Exercise task A
Translate this sentence from the forum thread about new goats into Spanish: "Some were purchased for customers of mine, and three of them are already in their new homes."

Extract to read
— START —

# New Goats!! And Chocolate Buck!!!



## HollowbeadRanch (Oct 5, 2007)

I purchased 14 new goats on Sunday (12/23/2007). Some were purchased for customers of mine, and three of them are already in their new homes.

Ebony- Black with White Frosting and Wattles!!









Light Gray and White Agouti Doe









Gray Agouti Doe









Gray Agouti Doe









Black with White Frosting Doe









Gray Agouti Doeling









Black with White Frosting and White Belly Band Doeling









Black with White Frosting Doeling









Gray Agouti Buckling









Light Gray and White Agouti Buckling









Brownie- Chocolate 1yr. old Buck!









Let me know what you think!!!


----------



## cjpup (Dec 1, 2007)

Beautiful Pygmies! that gray agouti buckling is going to be gorgeous!!!! Good luck with them!

CJ


----------



## HollowbeadRanch (Oct 5, 2007)

Thanks!! The two Bucklings were mainly purchased for resale. I have a couple of people on a waiting list for Bucklings, so I figured I would give them a try. I am really happy with Brownie though, and I think he will work perfectly with my Pygmy herd, atleast for now :wink:


----------



## goathappy (Oct 5, 2007)

Very pretty goats! Congrats on the new additions


----------



## HollowbeadRanch (Oct 5, 2007)

Thank you!!!


----------



## Crissa (Oct 7, 2007)

They're nice! I LOVE that chocolate buck! That coloring is just so beautiful.


----------



## MissMM (Oct 22, 2007)

All of them are excellent - but the chocolate buck would be my favorite. I named my chocolate caramel goatie Ghirardelli 

Have fun w/all of your new ones!

— END —

Data supplied

— START —

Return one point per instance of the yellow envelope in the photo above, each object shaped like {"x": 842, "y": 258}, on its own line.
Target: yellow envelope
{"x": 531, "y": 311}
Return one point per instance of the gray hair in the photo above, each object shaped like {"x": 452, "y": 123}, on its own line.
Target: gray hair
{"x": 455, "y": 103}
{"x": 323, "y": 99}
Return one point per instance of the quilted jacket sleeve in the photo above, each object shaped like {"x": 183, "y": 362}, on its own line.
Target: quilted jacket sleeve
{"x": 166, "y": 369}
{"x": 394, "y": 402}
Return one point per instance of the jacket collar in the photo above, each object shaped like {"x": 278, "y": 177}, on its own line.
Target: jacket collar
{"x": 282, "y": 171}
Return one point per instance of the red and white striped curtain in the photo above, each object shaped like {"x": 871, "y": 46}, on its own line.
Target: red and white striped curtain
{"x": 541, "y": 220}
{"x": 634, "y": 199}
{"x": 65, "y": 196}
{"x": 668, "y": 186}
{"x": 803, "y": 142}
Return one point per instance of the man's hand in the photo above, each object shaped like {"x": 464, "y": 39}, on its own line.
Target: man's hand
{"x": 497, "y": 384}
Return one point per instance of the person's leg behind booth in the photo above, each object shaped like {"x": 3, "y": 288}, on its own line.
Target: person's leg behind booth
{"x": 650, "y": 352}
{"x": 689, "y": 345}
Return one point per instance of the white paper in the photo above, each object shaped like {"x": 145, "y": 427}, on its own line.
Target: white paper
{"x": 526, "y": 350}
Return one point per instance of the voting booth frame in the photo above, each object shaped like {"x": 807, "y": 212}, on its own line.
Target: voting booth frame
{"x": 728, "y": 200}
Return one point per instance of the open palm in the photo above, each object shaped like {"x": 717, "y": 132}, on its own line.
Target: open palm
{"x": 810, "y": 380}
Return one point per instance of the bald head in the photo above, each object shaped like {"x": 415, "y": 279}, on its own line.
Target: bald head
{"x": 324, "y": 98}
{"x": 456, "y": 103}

— END —

Exercise task B
Give the lines of the entries from the one containing "Return one point per instance of the bald" through the end of the entries, inclusive, as a numbered list, leaving out any blank lines.

Correct output A
Algunas se compraron para clientes míos, y tres de ellas ya están en sus nuevos hogares.

Correct output B
1. Return one point per instance of the bald head in the photo above, each object shaped like {"x": 415, "y": 279}, on its own line.
2. Target: bald head
3. {"x": 324, "y": 98}
4. {"x": 456, "y": 103}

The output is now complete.